◆ **Data provided**:
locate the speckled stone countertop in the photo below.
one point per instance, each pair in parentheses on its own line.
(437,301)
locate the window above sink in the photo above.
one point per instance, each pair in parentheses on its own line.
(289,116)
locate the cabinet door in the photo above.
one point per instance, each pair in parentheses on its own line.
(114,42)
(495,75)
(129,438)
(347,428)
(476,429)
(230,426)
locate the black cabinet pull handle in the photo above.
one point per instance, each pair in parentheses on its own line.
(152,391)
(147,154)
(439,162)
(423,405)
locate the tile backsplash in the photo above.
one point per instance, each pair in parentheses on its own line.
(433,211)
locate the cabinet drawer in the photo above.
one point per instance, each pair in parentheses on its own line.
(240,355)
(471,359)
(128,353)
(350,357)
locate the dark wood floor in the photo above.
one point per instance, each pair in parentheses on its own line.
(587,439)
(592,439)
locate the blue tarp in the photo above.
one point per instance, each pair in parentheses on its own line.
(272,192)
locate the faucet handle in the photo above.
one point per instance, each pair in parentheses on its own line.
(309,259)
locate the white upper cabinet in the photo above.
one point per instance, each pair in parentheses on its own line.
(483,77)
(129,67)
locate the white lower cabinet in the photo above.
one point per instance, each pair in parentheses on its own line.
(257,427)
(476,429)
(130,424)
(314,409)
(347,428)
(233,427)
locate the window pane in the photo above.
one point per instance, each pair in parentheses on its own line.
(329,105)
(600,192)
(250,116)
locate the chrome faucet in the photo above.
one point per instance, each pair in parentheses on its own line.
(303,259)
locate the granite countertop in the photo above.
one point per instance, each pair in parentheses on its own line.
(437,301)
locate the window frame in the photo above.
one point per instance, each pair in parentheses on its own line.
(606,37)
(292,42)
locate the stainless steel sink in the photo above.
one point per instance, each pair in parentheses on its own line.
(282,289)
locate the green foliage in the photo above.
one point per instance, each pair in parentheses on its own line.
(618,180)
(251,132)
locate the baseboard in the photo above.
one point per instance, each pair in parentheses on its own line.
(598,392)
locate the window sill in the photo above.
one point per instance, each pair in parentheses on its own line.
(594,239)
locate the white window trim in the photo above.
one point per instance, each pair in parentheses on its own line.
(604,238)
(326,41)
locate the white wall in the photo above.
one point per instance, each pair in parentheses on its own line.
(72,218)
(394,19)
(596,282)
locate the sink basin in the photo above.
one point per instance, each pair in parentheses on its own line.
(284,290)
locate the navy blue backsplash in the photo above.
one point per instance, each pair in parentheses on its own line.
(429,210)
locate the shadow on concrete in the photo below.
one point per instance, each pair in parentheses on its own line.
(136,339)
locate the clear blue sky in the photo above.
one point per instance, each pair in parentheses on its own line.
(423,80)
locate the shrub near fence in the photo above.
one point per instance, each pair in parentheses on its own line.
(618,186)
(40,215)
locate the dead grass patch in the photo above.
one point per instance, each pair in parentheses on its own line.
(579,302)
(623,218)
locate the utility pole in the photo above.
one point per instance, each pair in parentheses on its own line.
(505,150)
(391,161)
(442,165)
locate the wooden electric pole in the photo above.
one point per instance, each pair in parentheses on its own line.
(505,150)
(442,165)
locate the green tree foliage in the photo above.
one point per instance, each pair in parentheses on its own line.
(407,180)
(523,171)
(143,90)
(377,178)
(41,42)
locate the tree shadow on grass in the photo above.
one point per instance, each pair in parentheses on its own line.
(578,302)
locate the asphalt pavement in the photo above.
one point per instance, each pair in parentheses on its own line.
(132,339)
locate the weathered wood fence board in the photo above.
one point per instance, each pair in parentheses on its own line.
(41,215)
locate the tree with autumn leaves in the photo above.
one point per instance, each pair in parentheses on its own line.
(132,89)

◆ **What this task involves**: Set out every line of the material above as a numbered list, leaving out any blank lines.

◆ **Correct result**:
1. locate the speckled stone countertop in the photo below.
2. one point per instance, each pair in parentheses on its own line.
3. (437,301)
4. locate the window above sink in the photo above.
5. one point per instance, each pair in parentheses on its own line.
6. (289,116)
7. locate the cabinet door in the photo above.
8. one point per instance, each pair in parentheses on its own line.
9. (114,42)
10. (495,75)
11. (129,438)
12. (347,428)
13. (476,429)
14. (230,426)
15. locate the black cabinet pull handle in the photo above.
16. one point per instance, each pair in parentheses on its own line.
17. (152,391)
18. (147,154)
19. (439,162)
20. (423,405)
21. locate the tile backsplash in the photo above.
22. one point per instance, each pair in parentheses on its own line.
23. (433,211)
24. locate the cabinet drawer in the photo above.
25. one point per instance, each pair in parentheses on its own line.
26. (240,355)
27. (471,359)
28. (128,353)
29. (350,357)
30. locate the dark wood floor in the photo above.
31. one point per instance, each pair in parentheses on its own line.
32. (587,439)
33. (592,439)
34. locate the blue tarp in the photo above.
35. one point per instance, each pair in parentheses on its own line.
36. (272,192)
37. locate the faucet handle in the photo above.
38. one point per instance, each pair in parentheses on its own line.
39. (309,259)
40. locate the white upper cabinet in the photo above.
41. one point per instance, each pair in parentheses on its own line.
42. (483,77)
43. (129,67)
44. locate the white lower cabinet in the photo above.
45. one point per instance, each pair in parentheses on its own line.
46. (257,427)
47. (476,429)
48. (130,424)
49. (314,409)
50. (347,428)
51. (233,427)
52. locate the window pane in the photo above.
53. one point per instance, each pair in parentheses on its own line.
54. (329,105)
55. (600,192)
56. (250,116)
57. locate the chrome faucet in the photo above.
58. one point per instance, each pair in parentheses on its own line.
59. (303,259)
60. locate the granite countertop in the photo above.
61. one point per instance, each pair in parentheses on its own line.
62. (437,301)
63. locate the window frame in the photo above.
64. one point per instance, each pair in parentheses on its own line.
65. (606,37)
66. (292,42)
67. locate the stainless steel sink in the photo above.
68. one point per instance, each pair in parentheses on its own line.
69. (282,289)
70. locate the green foliage in the photo above.
71. one point per instance, each pair in parentheses on its own line.
72. (618,180)
73. (251,132)
74. locate the baseboard in the photo above.
75. one point per instance, each pair in parentheses on its own line.
76. (598,392)
77. locate the window sill in the photo above.
78. one point per instance, each pair in parentheses on its own line.
79. (594,239)
80. locate the white window trim in the photo above.
81. one point per instance, each pair in parentheses on its own line.
82. (604,238)
83. (326,41)
84. locate the white wall in the photo above.
85. one point per instance, each pair in parentheses on its own line.
86. (72,218)
87. (394,19)
88. (596,282)
89. locate the sink basin in the photo above.
90. one point per instance, each pair in parentheses on its own line.
91. (284,290)
92. locate the navy blue backsplash in the photo above.
93. one point per instance, each pair in parentheses on its own line.
94. (429,210)
95. locate the shadow on concrete in the photo below.
96. one point per instance, each pair in parentheses on its own line.
97. (136,339)
98. locate the clear blue sky in the photo above.
99. one point per instance, each pair in parentheses on its own line.
100. (423,80)
101. locate the shrub near fence in the photo above.
102. one point per instance, each pair in parentheses on its own line.
103. (618,186)
104. (40,215)
105. locate the dead grass patch in the photo above.
106. one point per instance, each pair in parentheses on its own line.
107. (579,302)
108. (623,218)
109. locate the utility pole in the photo above.
110. one point per instance, each pair in parentheses on its own line.
111. (505,150)
112. (391,161)
113. (442,165)
114. locate the wooden electric pole in the photo above.
115. one point per instance, each pair in parentheses on its own line.
116. (505,150)
117. (442,165)
118. locate the green tree foliage in the photo above.
119. one point per instance, each pair in parentheses on its own line.
120. (407,180)
121. (523,171)
122. (143,90)
123. (377,178)
124. (41,42)
125. locate the tree shadow on grass in the photo above.
126. one point per instance, each pair in parentheses on its own line.
127. (578,302)
128. locate the asphalt pavement in the photo above.
129. one point per instance, each pair in parentheses on its own line.
130. (132,339)
131. locate the weathered wood fence board in the photo above.
132. one point per instance, each pair in parentheses on its own line.
133. (41,215)
134. locate the tree with autumn leaves in the photo above.
135. one point per instance, each pair in parentheses on its own line.
136. (132,89)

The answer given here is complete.